Süddeutsche Zeitung

Flüchtlinge:Dem Retter droht die Abschiebung

  • Bettina S. lebte als Jugendliche in einem bosnischen Dorf jahrelang wie eine Sklavin.
  • Ihr Nachbar Cazim Makalic befreite sie. Daher wurden er und seine Familie von Bettinas Peiniger massiv bedroht.
  • Die Makalics flüchteten 2014 nach Deutschland. Jetzt drohen dem Retter und seiner Familie die Abschiebung.

Von Stefan Mayr, Donauwörth

Was Cazim Makalic und Bettina S. in dem bosnischen Dorf Karavlasi erlebten, ging im Jahr 2012 durch die Medien und klang damals schon unglaublich. Jetzt erlebt die Geschichte eine Fortsetzung, und diese wirkt nochmal ein Stück surrealer als der erste Teil.

Bettina S. lebte als Jugendliche jahrelang wie eine Sklavin. Sie musste im Schweinestall schlafen und Tierfutter essen. Sie wurde vom Bruder ihres Stiefvaters geschlagen und misshandelt. Bis ihr Nachbar Cazim Makalic sie befreite.

Irgendwann stand ein Auftragskiller vor der Tür

Doch der Retter musste einen hohen Preis bezahlen: Er und seine Familie wurden von Bettinas Peiniger massiv bedroht, irgendwann stand ein Auftragskiller vor der Tür.

Die Makalics flüchteten 2014 nach Deutschland. Jetzt droht dem Retter und seiner Familie die Abschiebung. Und das, obwohl der Sohn Dzanan wegen der Bedrohungen unter Angststörungen leidet und stationär behandelt werden muss.
########################################
AUFGABENSTELLUNG -
Zitieren Sie aus dem Artikel über Cazim Makalic wortgetreu die Stelle von „Doch der Retter“ bis „stationär behandelt werden muss.“.
########################################
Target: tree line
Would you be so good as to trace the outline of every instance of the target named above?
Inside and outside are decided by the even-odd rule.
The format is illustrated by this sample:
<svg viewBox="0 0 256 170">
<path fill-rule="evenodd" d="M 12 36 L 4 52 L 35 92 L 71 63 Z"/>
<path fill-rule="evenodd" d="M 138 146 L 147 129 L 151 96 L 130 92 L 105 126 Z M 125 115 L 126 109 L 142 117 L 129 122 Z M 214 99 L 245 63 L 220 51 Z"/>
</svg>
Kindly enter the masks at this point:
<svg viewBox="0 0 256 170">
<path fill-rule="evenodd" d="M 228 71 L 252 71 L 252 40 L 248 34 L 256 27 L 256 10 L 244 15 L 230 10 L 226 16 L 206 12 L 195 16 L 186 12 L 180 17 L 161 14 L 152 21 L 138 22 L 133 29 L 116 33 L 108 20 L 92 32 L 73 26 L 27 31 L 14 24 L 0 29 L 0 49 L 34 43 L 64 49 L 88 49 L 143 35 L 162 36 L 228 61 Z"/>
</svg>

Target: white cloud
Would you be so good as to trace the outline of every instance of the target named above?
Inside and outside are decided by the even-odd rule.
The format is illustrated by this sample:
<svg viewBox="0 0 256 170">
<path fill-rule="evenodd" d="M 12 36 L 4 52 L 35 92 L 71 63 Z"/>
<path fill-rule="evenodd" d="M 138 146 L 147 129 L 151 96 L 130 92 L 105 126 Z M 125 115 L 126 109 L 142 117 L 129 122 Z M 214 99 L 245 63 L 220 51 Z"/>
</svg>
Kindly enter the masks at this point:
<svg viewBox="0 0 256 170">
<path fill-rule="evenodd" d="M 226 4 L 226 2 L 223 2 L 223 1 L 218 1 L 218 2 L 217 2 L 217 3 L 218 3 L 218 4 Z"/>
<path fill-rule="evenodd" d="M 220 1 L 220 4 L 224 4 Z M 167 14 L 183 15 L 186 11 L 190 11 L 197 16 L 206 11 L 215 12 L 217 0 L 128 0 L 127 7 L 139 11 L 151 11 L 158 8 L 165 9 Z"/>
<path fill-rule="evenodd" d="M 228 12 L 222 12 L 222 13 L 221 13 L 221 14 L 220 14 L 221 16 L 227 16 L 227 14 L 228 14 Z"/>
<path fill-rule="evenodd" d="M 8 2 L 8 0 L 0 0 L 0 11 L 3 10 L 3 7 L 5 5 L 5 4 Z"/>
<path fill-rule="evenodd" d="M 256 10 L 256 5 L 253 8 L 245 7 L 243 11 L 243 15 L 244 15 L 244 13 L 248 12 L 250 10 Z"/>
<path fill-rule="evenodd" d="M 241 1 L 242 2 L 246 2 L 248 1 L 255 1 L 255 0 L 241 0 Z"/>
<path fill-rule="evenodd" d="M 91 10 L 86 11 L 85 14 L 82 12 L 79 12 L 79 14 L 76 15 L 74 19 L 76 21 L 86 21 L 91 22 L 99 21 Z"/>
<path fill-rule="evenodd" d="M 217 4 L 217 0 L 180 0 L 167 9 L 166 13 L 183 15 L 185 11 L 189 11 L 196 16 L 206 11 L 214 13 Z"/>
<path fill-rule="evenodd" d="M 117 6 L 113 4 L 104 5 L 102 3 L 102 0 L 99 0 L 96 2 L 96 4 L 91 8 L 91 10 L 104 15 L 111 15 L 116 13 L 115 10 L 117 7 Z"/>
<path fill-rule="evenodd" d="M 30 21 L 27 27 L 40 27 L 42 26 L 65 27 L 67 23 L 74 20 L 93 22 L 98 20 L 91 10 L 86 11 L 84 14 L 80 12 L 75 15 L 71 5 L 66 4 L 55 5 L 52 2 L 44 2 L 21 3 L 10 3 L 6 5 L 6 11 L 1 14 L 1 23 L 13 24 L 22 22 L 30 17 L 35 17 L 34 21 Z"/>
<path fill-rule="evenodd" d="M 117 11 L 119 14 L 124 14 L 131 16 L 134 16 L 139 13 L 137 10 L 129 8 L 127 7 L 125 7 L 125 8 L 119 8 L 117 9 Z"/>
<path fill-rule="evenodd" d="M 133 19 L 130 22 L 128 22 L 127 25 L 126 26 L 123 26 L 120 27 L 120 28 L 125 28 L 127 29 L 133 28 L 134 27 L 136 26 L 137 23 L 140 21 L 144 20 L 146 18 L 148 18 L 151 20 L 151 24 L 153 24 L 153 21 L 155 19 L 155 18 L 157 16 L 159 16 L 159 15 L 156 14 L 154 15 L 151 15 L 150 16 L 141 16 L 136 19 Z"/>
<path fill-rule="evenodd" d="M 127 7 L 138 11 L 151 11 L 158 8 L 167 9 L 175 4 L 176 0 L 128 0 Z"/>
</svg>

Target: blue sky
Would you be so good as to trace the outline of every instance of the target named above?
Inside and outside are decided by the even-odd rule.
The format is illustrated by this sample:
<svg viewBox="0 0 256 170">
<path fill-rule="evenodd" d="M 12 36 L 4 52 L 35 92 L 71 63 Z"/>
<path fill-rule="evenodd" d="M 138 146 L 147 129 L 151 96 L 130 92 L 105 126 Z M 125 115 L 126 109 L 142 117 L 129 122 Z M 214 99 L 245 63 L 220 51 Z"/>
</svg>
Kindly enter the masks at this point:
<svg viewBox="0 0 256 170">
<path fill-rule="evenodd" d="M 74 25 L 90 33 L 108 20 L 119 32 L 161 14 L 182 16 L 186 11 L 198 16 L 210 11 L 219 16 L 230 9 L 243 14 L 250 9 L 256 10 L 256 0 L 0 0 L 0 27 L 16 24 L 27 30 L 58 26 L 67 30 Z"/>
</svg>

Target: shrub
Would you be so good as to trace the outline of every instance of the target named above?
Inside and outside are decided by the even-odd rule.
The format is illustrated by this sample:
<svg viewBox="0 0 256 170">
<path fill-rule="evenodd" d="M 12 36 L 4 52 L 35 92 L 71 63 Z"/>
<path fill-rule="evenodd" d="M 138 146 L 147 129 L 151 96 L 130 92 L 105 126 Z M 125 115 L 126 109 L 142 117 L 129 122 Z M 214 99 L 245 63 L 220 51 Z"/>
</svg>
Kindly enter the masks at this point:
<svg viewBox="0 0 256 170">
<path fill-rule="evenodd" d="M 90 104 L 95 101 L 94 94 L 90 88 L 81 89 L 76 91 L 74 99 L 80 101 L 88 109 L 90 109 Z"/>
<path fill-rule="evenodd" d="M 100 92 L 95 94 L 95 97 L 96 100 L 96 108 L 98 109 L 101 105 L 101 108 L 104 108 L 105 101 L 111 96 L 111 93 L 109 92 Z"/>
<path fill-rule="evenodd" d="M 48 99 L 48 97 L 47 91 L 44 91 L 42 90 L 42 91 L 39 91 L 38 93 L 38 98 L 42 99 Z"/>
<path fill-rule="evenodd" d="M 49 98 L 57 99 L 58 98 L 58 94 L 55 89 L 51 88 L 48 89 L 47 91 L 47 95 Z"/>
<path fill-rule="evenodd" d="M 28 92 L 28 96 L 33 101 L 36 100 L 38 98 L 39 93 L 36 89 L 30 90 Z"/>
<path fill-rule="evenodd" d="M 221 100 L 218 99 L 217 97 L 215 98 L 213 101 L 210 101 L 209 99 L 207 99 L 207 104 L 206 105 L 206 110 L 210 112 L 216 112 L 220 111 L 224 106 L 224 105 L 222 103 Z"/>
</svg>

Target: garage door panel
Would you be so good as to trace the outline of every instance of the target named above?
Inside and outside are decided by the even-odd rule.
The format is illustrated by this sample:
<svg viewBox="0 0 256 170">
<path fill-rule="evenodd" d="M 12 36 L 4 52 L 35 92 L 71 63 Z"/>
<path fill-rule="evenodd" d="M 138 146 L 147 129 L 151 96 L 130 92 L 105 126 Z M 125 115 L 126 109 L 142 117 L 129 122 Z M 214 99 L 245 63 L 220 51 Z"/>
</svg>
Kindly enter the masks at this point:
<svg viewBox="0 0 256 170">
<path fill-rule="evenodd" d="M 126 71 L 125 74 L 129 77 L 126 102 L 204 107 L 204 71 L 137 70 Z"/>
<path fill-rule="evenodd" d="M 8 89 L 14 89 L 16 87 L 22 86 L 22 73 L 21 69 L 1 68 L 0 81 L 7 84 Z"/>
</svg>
########################################
LÖSUNG -
Doch der Retter musste einen hohen Preis bezahlen: Er und seine Familie wurden von Bettinas Peiniger massiv bedroht, irgendwann stand ein Auftragskiller vor der Tür.

Die Makalics flüchteten 2014 nach Deutschland. Jetzt droht dem Retter und seiner Familie die Abschiebung. Und das, obwohl der Sohn Dzanan wegen der Bedrohungen unter Angststörungen leidet und stationär behandelt werden muss.